Could you reproduce every line of the material below verbatim, omitting the pictures?

▸ **Data records**
☆ ☆ ☆ ☆

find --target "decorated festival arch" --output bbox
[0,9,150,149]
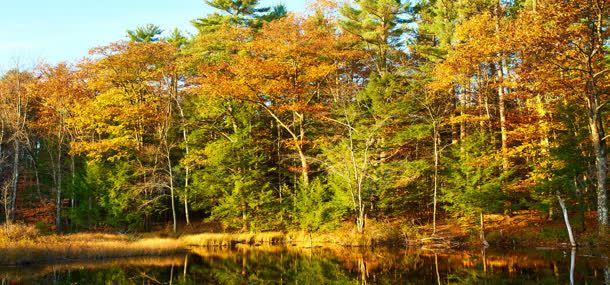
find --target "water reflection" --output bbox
[0,247,608,285]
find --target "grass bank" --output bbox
[0,225,188,265]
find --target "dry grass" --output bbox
[288,220,403,247]
[0,226,187,265]
[180,232,286,247]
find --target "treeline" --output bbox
[0,0,610,232]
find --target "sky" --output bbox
[0,0,307,72]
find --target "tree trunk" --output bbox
[432,122,439,235]
[298,146,309,188]
[589,110,608,234]
[495,0,509,172]
[8,139,21,223]
[167,150,178,233]
[55,138,63,234]
[555,192,576,247]
[479,211,489,247]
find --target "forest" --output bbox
[0,0,610,244]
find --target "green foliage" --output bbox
[294,179,350,233]
[441,131,505,217]
[127,24,163,42]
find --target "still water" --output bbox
[0,247,610,285]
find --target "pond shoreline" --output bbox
[0,229,607,266]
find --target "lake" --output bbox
[0,247,610,285]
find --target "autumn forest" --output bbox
[0,0,610,244]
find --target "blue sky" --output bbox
[0,0,307,72]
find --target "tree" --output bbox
[71,42,176,230]
[199,13,346,185]
[29,64,91,233]
[510,1,610,232]
[0,69,34,223]
[127,24,163,43]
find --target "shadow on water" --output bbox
[0,247,609,285]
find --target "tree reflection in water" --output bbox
[0,247,608,285]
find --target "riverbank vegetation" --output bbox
[0,0,610,248]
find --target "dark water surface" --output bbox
[0,247,610,285]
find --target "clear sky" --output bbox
[0,0,307,72]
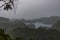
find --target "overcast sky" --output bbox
[0,0,60,19]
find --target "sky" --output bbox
[0,0,60,19]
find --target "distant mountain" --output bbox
[24,16,60,24]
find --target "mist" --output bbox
[0,0,60,19]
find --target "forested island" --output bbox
[0,17,60,40]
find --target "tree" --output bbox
[0,0,14,10]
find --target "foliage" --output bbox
[0,29,12,40]
[0,0,14,10]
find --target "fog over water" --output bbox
[0,0,60,19]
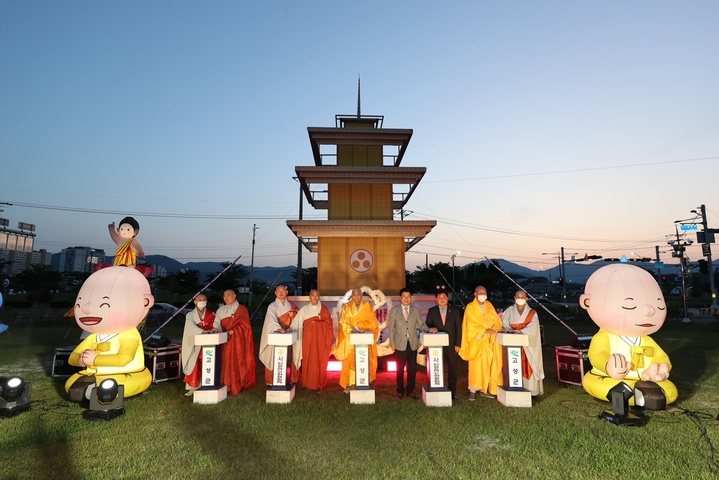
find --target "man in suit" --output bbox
[389,288,429,399]
[427,285,462,400]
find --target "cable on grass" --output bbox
[679,410,719,474]
[30,400,82,417]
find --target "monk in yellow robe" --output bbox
[332,288,379,393]
[107,217,145,267]
[459,287,502,400]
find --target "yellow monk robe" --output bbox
[112,237,137,267]
[459,298,503,395]
[332,302,379,388]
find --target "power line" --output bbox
[422,157,719,184]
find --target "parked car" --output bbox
[527,297,568,308]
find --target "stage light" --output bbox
[85,378,125,421]
[327,360,342,372]
[599,382,644,427]
[0,377,32,418]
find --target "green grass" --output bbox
[0,310,719,479]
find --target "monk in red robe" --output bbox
[292,289,334,393]
[216,290,256,395]
[259,285,300,386]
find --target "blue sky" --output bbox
[0,1,719,269]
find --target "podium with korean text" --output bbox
[497,332,532,407]
[420,332,452,407]
[192,332,227,404]
[350,332,374,404]
[265,332,297,403]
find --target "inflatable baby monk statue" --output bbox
[107,217,145,267]
[579,263,678,410]
[65,267,155,402]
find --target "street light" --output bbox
[667,220,694,323]
[249,223,260,305]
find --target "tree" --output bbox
[292,267,317,295]
[407,262,452,295]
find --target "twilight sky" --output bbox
[0,0,719,270]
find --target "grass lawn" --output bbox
[0,309,719,479]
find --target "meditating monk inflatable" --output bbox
[579,263,678,410]
[65,266,155,402]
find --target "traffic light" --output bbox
[697,259,709,275]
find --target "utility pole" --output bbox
[248,223,260,306]
[667,222,692,323]
[692,204,719,310]
[292,177,304,297]
[452,251,461,301]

☆ ☆ ☆ ☆

▸ **The output**
find --target "decorated festival arch" --output bbox
[0,9,150,149]
find --target "water reflection" --output bbox
[0,247,608,285]
find --target "grass bank" --output bbox
[0,225,188,265]
find --target "dry grass" --output bbox
[288,220,403,247]
[0,226,187,265]
[180,232,286,247]
find --target "treeline" --output bbox
[0,0,610,232]
find --target "sky" --output bbox
[0,0,307,72]
find --target "tree trunk" --output bbox
[432,122,439,235]
[298,146,309,188]
[589,110,608,234]
[495,0,509,172]
[8,139,21,223]
[167,150,178,233]
[55,138,63,234]
[555,192,576,247]
[479,211,489,247]
find --target "forest" --output bbox
[0,0,610,244]
find --target "green foliage" --output bbox
[294,179,350,233]
[441,131,505,217]
[127,24,163,42]
find --target "still water" --output bbox
[0,247,610,285]
find --target "pond shoreline" --output bbox
[0,229,607,266]
find --target "lake" --output bbox
[0,247,610,285]
find --target "autumn forest" --output bbox
[0,0,610,244]
find --target "blue sky" --output bbox
[0,0,307,72]
find --target "tree" --output bbox
[71,42,176,230]
[199,13,346,185]
[29,64,91,233]
[510,1,610,232]
[0,69,34,223]
[127,24,163,43]
find --target "shadow on water" --output bbox
[0,247,609,285]
find --target "tree reflection in water" --output bbox
[0,247,608,285]
find --target "riverbank vegetation" --output bbox
[0,0,610,248]
find --target "dark water surface" --output bbox
[0,247,610,285]
find --target "clear sky" --output bbox
[0,0,307,72]
find --target "overcast sky" --output bbox
[0,0,60,19]
find --target "sky" --output bbox
[0,0,60,19]
find --target "distant mountain" --output bbox
[24,16,60,24]
find --target "mist" --output bbox
[0,0,60,19]
find --target "forested island" --output bbox
[0,17,60,40]
find --target "tree" --output bbox
[0,0,14,10]
find --target "foliage" --output bbox
[0,29,12,40]
[0,0,14,10]
find --target "fog over water" --output bbox
[0,0,60,19]
find --target "man in suit" --output bbox
[389,288,429,399]
[427,285,462,400]
find --target "cable on grass" --output bbox
[679,410,719,474]
[30,400,82,417]
find --target "monk in yellow robe" --output bbox
[332,288,379,393]
[107,217,145,267]
[459,287,502,400]
find --target "yellow monk robe" --output bbox
[112,237,137,267]
[459,298,503,395]
[332,302,379,388]
find --target "power line" --output bbox
[422,157,719,184]
find --target "parked car" --output bbox
[527,297,568,308]
find --target "stage light" --output bbox
[85,378,125,421]
[327,360,342,372]
[599,382,644,427]
[0,377,32,418]
find --target "green grass" --output bbox
[0,310,719,479]
find --target "monk in red robe" --output bbox
[292,289,334,393]
[216,290,256,395]
[259,285,300,386]
find --target "blue sky" --output bbox
[0,1,719,269]
find --target "podium with korean text" --output bbox
[497,332,532,407]
[420,332,452,407]
[192,332,227,404]
[350,332,374,404]
[265,332,297,403]
find --target "inflatable baby monk statue" --output bbox
[107,217,145,267]
[579,263,678,410]
[65,267,155,402]
find --target "street light" --output bbox
[667,220,694,323]
[249,223,260,305]
find --target "tree" --output bbox
[292,267,317,295]
[407,262,452,295]
find --target "twilight sky" --output bbox
[0,0,719,270]
find --target "grass lawn" --output bbox
[0,309,719,479]
find --target "meditating monk inflatable" --output bbox
[579,263,678,410]
[65,266,155,402]
find --target "traffic light" --output bbox
[697,259,709,275]
find --target "utility pole" --output bbox
[248,223,260,306]
[667,222,692,323]
[692,204,719,310]
[292,177,304,297]
[452,251,461,301]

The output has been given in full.